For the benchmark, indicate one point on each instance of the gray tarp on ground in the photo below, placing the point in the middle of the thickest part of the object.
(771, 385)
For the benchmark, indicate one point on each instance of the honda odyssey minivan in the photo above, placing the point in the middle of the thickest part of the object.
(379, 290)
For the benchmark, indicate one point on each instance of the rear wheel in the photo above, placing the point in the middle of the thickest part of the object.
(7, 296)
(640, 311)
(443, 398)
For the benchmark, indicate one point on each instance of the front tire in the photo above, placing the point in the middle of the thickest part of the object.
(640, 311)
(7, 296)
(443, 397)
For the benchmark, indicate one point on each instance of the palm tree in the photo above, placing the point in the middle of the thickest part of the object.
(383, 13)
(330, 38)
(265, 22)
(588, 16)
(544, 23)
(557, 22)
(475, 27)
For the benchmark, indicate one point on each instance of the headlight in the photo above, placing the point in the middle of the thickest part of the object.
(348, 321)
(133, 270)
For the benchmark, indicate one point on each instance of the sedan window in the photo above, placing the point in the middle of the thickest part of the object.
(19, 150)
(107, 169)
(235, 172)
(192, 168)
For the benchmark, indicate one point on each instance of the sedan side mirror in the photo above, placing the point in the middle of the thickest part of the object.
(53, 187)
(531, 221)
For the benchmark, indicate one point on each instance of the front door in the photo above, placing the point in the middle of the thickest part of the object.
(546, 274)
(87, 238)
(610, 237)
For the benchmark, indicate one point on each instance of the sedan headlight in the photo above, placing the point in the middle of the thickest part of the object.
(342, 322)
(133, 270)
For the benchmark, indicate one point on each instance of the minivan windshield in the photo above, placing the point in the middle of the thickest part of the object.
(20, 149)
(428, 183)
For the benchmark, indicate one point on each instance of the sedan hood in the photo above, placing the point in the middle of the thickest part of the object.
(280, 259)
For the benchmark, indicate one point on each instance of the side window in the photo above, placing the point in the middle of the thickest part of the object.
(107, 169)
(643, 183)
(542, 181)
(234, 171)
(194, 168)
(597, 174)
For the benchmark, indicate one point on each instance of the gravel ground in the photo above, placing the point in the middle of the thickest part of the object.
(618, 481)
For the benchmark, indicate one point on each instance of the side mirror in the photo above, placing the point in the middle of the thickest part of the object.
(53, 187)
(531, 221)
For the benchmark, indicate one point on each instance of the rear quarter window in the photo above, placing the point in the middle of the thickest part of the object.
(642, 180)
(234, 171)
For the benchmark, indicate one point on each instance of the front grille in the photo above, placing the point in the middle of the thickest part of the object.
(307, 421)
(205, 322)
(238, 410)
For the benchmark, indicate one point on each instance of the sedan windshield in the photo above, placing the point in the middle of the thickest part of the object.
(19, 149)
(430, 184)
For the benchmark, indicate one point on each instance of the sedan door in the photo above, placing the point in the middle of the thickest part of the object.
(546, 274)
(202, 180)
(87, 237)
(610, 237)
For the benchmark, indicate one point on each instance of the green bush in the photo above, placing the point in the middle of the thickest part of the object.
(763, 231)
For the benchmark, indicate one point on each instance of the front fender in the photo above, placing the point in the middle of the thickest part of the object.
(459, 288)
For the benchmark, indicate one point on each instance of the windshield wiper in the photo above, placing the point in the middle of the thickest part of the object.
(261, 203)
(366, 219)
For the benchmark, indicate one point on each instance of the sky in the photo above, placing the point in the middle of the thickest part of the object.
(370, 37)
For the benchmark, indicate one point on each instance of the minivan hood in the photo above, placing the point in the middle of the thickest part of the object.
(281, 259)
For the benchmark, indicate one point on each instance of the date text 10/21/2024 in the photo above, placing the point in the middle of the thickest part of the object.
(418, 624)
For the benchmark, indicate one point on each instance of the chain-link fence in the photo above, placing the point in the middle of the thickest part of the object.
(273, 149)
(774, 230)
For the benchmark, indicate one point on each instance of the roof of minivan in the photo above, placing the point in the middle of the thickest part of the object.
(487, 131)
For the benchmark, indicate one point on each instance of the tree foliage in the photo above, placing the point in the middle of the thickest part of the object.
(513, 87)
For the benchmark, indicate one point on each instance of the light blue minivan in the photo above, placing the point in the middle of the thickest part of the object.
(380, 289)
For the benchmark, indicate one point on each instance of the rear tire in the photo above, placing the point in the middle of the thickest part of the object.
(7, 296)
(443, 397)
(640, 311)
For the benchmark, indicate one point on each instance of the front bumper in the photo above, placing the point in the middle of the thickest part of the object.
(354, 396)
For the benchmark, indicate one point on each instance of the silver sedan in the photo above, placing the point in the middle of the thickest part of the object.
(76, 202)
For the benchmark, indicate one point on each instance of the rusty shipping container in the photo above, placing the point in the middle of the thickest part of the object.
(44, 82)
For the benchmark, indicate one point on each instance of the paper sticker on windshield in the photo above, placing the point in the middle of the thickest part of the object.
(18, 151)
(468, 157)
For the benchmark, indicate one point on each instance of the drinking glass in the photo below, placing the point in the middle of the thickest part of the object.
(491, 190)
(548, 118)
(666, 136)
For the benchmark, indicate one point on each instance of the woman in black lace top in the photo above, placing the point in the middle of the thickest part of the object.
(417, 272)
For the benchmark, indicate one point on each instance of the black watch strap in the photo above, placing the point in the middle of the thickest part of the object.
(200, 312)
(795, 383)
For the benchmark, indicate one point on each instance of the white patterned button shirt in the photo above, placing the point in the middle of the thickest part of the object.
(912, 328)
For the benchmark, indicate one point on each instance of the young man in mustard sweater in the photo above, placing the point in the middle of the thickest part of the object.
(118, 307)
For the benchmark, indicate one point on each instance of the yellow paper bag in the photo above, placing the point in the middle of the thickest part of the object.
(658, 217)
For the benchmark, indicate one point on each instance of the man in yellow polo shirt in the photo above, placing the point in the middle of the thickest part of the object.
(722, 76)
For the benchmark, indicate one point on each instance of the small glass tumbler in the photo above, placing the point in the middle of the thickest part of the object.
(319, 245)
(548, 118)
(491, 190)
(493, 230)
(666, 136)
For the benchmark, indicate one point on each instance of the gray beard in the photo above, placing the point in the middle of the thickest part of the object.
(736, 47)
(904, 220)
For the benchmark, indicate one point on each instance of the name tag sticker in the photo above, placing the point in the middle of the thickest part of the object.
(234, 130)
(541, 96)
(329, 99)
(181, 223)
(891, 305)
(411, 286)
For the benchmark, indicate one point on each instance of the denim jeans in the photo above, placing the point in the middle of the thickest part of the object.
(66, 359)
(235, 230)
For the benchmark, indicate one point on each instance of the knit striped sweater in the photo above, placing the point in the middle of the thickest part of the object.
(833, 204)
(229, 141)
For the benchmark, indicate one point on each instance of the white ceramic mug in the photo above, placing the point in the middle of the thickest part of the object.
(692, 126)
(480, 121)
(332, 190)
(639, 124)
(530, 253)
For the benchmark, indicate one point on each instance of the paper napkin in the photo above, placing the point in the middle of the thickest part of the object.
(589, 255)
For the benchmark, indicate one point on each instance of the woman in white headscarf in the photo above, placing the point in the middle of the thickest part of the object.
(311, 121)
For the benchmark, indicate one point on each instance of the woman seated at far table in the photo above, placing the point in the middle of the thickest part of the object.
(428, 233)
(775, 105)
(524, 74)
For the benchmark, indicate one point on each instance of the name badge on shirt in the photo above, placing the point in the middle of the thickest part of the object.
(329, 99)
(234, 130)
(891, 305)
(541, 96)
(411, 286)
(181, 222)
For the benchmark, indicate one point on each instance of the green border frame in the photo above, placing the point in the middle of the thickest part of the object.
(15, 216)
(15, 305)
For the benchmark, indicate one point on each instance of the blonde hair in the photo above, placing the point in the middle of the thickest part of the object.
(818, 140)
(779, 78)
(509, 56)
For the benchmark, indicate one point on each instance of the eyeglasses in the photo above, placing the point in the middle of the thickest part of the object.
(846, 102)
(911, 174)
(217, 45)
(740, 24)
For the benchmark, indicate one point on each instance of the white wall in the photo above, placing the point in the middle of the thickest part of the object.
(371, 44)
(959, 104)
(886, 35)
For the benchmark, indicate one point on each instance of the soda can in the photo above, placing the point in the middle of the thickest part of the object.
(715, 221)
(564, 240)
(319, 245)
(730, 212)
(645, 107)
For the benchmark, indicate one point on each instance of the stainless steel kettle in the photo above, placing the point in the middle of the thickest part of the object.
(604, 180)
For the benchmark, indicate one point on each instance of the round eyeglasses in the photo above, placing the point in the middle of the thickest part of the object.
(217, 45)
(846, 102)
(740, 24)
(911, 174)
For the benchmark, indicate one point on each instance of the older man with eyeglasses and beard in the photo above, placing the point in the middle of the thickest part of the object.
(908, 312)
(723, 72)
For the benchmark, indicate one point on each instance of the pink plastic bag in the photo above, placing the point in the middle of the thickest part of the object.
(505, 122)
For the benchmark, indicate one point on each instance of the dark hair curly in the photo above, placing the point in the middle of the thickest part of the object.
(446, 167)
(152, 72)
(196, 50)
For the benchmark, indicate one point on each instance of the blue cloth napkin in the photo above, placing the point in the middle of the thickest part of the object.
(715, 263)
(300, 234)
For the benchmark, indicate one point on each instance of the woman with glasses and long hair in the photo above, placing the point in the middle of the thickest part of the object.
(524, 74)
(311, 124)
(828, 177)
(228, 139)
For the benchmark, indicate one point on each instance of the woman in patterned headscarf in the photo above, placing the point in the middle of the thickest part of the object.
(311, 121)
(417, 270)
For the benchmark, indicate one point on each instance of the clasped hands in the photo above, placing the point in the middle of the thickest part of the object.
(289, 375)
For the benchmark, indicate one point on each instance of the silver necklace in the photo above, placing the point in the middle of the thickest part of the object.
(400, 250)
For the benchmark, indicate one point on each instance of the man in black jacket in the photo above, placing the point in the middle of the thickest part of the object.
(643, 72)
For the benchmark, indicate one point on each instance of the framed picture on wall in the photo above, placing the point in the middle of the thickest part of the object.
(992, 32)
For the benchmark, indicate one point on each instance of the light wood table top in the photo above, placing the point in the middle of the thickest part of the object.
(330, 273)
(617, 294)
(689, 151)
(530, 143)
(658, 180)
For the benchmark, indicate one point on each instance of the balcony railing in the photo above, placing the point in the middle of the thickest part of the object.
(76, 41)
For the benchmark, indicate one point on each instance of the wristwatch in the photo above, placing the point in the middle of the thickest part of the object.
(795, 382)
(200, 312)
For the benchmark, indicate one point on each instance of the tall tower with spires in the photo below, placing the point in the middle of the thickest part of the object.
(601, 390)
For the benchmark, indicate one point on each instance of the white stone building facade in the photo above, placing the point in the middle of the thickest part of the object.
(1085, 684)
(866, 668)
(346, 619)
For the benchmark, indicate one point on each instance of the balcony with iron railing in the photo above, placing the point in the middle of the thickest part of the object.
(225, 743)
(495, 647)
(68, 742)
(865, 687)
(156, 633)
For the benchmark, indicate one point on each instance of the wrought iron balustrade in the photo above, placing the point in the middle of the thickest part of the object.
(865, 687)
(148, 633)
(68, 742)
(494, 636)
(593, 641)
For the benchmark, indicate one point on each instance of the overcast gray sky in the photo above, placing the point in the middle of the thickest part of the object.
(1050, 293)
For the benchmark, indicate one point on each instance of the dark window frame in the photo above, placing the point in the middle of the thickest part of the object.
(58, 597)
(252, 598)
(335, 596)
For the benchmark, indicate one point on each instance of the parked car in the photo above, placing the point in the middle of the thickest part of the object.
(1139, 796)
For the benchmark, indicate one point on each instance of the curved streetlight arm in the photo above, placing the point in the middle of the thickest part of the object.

* * *

• What needs to be done
In the entries above, find the line containing "of the overcast". Set down that line and every line after it through the last one, exactly and alone.

• Written response
For the benchmark, indicate one point on each instance of the overcast gray sky in the photo above, placing the point in the middle of the thickest part of the object.
(1050, 293)
For the benchmark, indicate one point on each instance of the dark window frame in the photo above, placing the point in the middle of the thickest part of the object.
(58, 597)
(252, 598)
(335, 596)
For the benchmark, indicate one point on each instance of the parked car in the photo above, placing the point in the middle of the thickest part of the object.
(1139, 796)
For the benchmark, indicate one point on each instance of the curved streetlight arm in the photo above, placing the point in the middle of the thickest part of the object.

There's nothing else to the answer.